**Stated task**
Below is a listing; write it out exactly and drop any images from it.

**Provided records**
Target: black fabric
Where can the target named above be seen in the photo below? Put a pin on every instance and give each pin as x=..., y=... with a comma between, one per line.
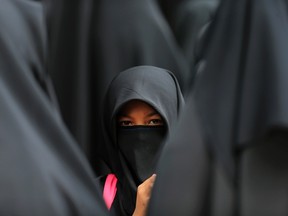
x=43, y=171
x=140, y=146
x=158, y=88
x=241, y=103
x=92, y=41
x=190, y=20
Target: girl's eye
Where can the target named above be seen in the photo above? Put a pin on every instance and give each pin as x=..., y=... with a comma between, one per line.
x=155, y=122
x=125, y=123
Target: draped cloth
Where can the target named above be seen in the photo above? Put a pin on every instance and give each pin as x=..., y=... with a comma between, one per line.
x=240, y=100
x=43, y=170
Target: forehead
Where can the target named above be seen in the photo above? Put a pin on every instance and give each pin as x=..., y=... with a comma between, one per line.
x=136, y=106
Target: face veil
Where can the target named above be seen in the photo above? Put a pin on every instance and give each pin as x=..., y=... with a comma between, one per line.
x=136, y=148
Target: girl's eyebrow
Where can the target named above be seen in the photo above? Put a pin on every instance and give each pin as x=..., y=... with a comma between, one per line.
x=121, y=115
x=152, y=114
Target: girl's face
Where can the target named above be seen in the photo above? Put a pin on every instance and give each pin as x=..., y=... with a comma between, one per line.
x=137, y=112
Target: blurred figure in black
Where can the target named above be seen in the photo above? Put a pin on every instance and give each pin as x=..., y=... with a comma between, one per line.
x=43, y=171
x=232, y=160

**Solution for this problem**
Target: black fabric
Where can the target named above be seen in the photo below? Put a pin on every instance and give each pin as x=..., y=... with a comma between, one per line.
x=43, y=171
x=140, y=146
x=158, y=88
x=241, y=103
x=92, y=41
x=190, y=20
Target: girl's eye
Where can the target named above be seen in the photo above? Put a pin on every instance and give each pin as x=..., y=... with a comma between, one per line.
x=155, y=122
x=125, y=123
Target: draped cloth
Where can the target named above be seen in the photo above? Put a pin on every instance and give each pin as x=..., y=... with a comma between, one per line.
x=240, y=100
x=43, y=170
Target: forehead
Where can the target named above be seen in the photo above? Put a pin on every instance and give each pin as x=..., y=... with a comma between, one per line.
x=136, y=106
Target: face veil
Where can the target named above be seen in the photo above? Put a pin on every instance and give each pin as x=..., y=... with a comma between, one per line.
x=136, y=148
Target: girl's eyebrow
Where can the target named above be seen in the photo above? Put a pin on every instance and give each pin as x=..., y=... with a comma between, one per line.
x=121, y=115
x=152, y=114
Target: girl's face
Where can the target named above be seen in the photo above? Put a pin on every instance and give each pin as x=..., y=... with a comma between, one per line.
x=137, y=112
Target: blurred figure in black
Where can the target named above be seen in the photo above? Put a pin on every instance and give each pin as x=..., y=... with a comma between, one per line.
x=43, y=171
x=232, y=160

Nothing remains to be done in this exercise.